(Referring expression pointing data)
....

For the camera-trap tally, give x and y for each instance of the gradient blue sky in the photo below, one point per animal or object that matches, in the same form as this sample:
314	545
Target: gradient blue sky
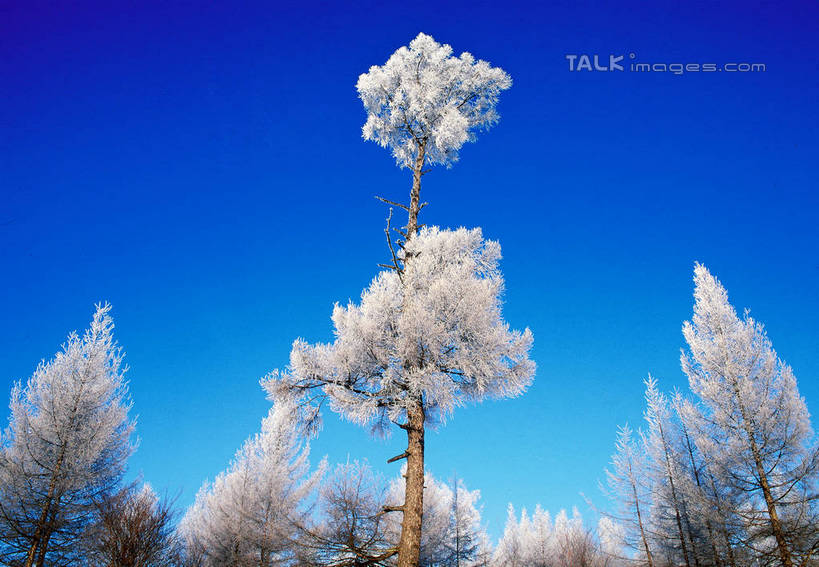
200	166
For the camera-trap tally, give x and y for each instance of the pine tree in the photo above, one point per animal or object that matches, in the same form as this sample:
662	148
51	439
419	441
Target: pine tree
65	447
423	105
249	515
756	427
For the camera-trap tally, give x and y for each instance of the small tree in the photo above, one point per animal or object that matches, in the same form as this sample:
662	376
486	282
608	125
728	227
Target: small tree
626	487
66	446
423	105
756	425
134	528
665	474
351	528
249	516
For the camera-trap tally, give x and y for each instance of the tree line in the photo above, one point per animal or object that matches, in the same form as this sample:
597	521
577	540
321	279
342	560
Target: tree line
723	475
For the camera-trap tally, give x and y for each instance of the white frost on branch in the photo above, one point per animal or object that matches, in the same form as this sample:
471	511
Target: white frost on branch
250	513
423	95
434	332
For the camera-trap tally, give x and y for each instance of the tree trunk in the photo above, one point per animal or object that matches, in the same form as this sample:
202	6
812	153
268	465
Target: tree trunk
773	516
649	558
674	496
41	534
409	545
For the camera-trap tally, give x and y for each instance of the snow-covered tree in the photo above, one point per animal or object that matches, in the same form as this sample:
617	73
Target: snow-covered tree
627	489
468	542
350	528
669	515
420	343
423	105
539	542
756	427
66	445
249	515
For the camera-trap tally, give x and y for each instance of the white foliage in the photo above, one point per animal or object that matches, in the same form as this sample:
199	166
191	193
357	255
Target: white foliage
67	440
751	421
434	333
248	515
451	530
539	542
425	95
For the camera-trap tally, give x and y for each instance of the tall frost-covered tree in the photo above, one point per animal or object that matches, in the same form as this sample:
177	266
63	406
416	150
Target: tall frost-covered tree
421	343
427	335
248	516
756	426
66	445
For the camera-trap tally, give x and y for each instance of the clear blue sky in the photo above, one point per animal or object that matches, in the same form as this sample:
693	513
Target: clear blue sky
200	166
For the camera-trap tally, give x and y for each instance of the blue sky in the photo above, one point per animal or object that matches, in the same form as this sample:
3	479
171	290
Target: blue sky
201	168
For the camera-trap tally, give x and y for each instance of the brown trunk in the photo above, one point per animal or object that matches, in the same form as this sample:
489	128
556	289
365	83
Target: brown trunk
409	546
773	516
776	525
41	536
674	495
690	449
649	558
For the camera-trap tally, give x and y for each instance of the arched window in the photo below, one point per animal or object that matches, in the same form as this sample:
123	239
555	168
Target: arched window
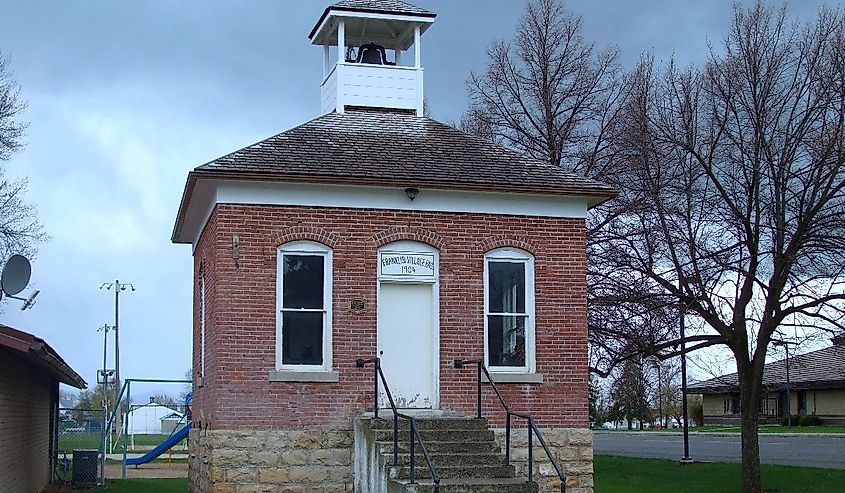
509	310
304	300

....

DIRECTIONS FOR THIS TASK: Make an exact copy of the records above. Keep out every picture.

TASK SOLUTION:
For the camera-trap tally, give x and y for each instance of the gradient blue sky in the photo below, one point per animal or object that matches, in the same form as this sample:
314	545
Target: gradient blue sky
200	166
For the camera-trap tally, give x and y for each instance of the pine tree in the photo above, one point per animal or object that matches, in the same form as this sample:
662	148
51	439
419	441
Target: pine tree
65	447
423	105
249	515
756	427
For the camera-trap tally, give x and y for each instance of the small tree in the photo above, one point per animal or object that matches, in the same form as this sample:
662	376
486	282
608	125
728	227
Target: small tree
626	487
66	446
423	105
756	425
134	528
665	474
351	528
249	516
For the camera-trap tally, give x and y for each instance of the tree line in the photo above, one point per animal or object that matches, in the same form as this sample:
597	521
577	540
321	279
342	560
Target: tree line
723	475
For the camera-trap tally, give x and y for each instance of the white frost on branch in the photo above, one point per animal or object that matches, in the same form as this sample:
471	511
Target: white frost on branch
250	513
423	95
434	332
For the camera-trap tally, give x and y for each instance of the tree trunk in the photo above, one point per animal or object that matches, in the same form as this sample:
202	6
812	153
268	465
Target: tree trunk
773	516
649	558
674	496
41	534
409	545
For the camera-trap tally, give x and y for each instance of the snow-covered tree in the photo above, one point per animal or object that matches, in the same form as this sample:
617	73
Target: snow-covered tree
627	489
468	542
350	528
669	515
420	343
423	105
539	542
756	427
66	445
249	515
For the camera-trap tally, give x and y for each instance of the white foliage in the photo above, one point per animal or object that matches, in the same form as this sample:
199	166
191	193
357	255
Target: white foliage
67	440
751	421
434	333
248	515
451	530
539	542
425	95
For the camera-trap tally, give x and y for each instance of the tall frost-covered tree in the photo above, one point per animal or object that matches, in the same form as this sample:
177	266
63	406
416	150
Target: tall frost-covered tree
421	343
427	335
248	516
756	426
66	445
For the camera-trap tally, give x and y for each instance of the clear blue sky in the photo above, one point per animal or object that matches, in the same form as this sample:
693	513
Target: clear blue sky
200	166
For the camera-trap tally, give x and y for each instance of the blue sky in the photo above, one point per animal or object that matches, in the same form as this sample:
3	479
171	290
Target: blue sky
201	168
For the camera-trap tally, give x and y for each instance of the brown trunk in the photo above, one point per animal or object that matches, in the same form as this sample:
489	128
556	289
365	83
Target: brown trunk
409	546
773	516
776	525
41	536
674	495
690	449
649	558
For the camera-trap tally, give x and y for each instance of the arched window in the photo below, one point per animal or object that matches, in the same form as this sample:
123	239
555	168
Target: arched window
509	310
304	300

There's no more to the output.